Seorang teman saya (juga) jadi bupati di sebuah kabupaten di Riau. Meski dia mantan pesuruh, tapi kini gayanya tak macam pembantu lagi. Dia sering kunjungan kerja. Acap jumpa gubernur dan menteri, bahkan presiden RI. Mobilnya keren, meski minyaknya ditanggung pemerintah. Kemana pergi selalu punya ajudan. Sebagian masyarakat pun memuja-muja dia separuh mati. 


"Saya sebenarnya gak punya cita-cita jadi bupati. Dulu saya mau jadi pedagang beras saja. Hidup aman dan bebas. Tapi teman-teman dan masyarakat terus mendorong saya. Ya, saya coba-coba uji nyali. Saya maju dan menang," ujarnya dengan bangga. 


Kali ini saya tertawa ngakak. Menurut saya, pernyataan ini lucu sekali. Sangat aneh dan dibuat-buat, terkesan sederhana dan main-main. Tapi mengantarkan dia jadi bupati. Tabeklah! 


Saya cerita walikota dan bupati, karena akhir-akhir ini nama pejabat  (PJ) bupati Kampar dan Walikota Pekanbaru segera diumumkan. Karena jabatan keduanya akan berakhir 22 Mei 2022, sementara pemilihan serentak baru 2024.
──────────
• Yang Dikerjakan:
A. Dalam tulisan tentang teman yang jadi bupati, apa cita-citanya dulu sebelum jadi bupati?
B. Ambil dari tulisan tentang teman yang jadi bupati itu bagian mulai "Saya cerita walikota" sampai "serentak baru 2024.", lalu salin tanpa diubah.

• Informasi yang Ditampilkan:
──────────
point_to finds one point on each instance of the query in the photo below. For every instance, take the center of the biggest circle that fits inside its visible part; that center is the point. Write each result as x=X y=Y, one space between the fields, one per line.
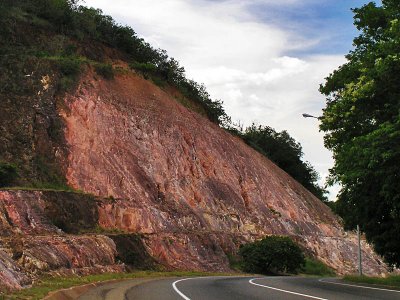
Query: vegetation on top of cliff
──────────
• Kumpulan Jawaban:
A. Jadi pedagang beras.

B.
Saya cerita walikota dan bupati, karena akhir-akhir ini nama pejabat  (PJ) bupati Kampar dan Walikota Pekanbaru segera diumumkan. Karena jabatan keduanya akan berakhir 22 Mei 2022, sementara pemilihan serentak baru 2024.